- **Task set**
1. In the post on blocking bad bots, what was the name of the bot that was hitting the sites and eating bandwidth?
2. Carry on writing the post on blocking bad bots, beginning right after its final sentence.

If you’re serious about your websites - and you should be if they’re making you money - then you must monitor your server logs. This is especially important if you see a sudden spike in traffic in your stats.

Here’s something you might not be aware of - not all bots are good. I’ve been having problems with one particular bot this past 2 months. Last month, when I noticed a huge spike in hits, I peeked into my logs and noticed a bot called FunWebProducts hitting my sites and eating my bandwidth. First, I thought “cool… this bot is picking up my content”. Then whammo… I checked to see where this bot was from and it turns out FunWebProducts is NO GOOD.

Bad bots do harm to you in many ways :

  • Some bots are designed to scrape your content - copy and steal your content.
  • They eat up bandwidth - remember you pay for your bandwidth.
  • If they hit you often enough, they can choke your bandwidth and real visitors will have problems accessing your site.
  • The make your server logs files look like one long piece of s**t. It’s tough enough looking at your log file without having to see this crap popping up in every other line.

So the good thing is that FunWebProducts made me learn 2 ways I can block people or bots from accessing my websites.

The first way is to deny specific IP addresses or blocks of IP addresses by entering those IP addresses in your CPanel > IP Deny Manager panel.

cpanel IP deny manager

Now, the problem is that FunWebProducts has way too many IP addresses to block, so I checked if there was another way to block the bot by name and indeed there were a couple of ways. I found that the simplest way to block bots was to use your .htaccess file to do it.

I’ve just deployed the changes to my .htaccess file. I’ll post an update later.

- **Dataset excerpt**

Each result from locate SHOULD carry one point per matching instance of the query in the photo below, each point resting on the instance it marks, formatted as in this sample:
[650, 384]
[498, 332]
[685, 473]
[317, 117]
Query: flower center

- **Replies**
1. FunWebProducts.

2.
Update (20 January 2007) :
Apparently, the second method above failed to block the FunWebProducts bot from accessing my site. I contacted my web host and they help to include one line in my .htaccess file :

SecFilterSelective HTTP_USER_AGENT “FunWebProducts” “deny,log”

This seems to have worked, going by my server logs. Notice the 403 Forbidden status resulting from FunWebProducts trying to access my homepage :

198.xx.202.xx - - [20/Jan/2008:00:34:12 +0800] “GET / HTTP/1.1″ 403 - “http://www.google.co.za/search?sourceid=navclient&ie=UTF-8&rlz=1T4GGLR_enZA229ZA229&q=making+money” “Mozilla/4.0 (compatible; MSIE 7.0; Windows NT 5.1; FunWebProducts; .NET CLR 1.1.4322; .NET CLR 2.0.50727)”

Now, the problem with throwing a blanket block on FunWebProducts is that any visitor using any product or tool from FunWebProducts (who may genuinely wanting to visit my sites) will see a 403 Forbidden page. I will monitor my stats and see if this adversely affects my earnings. If it does, I may be forced to find some sort of compromise and let FunWebProducts through even though it is bloating my log files terribly.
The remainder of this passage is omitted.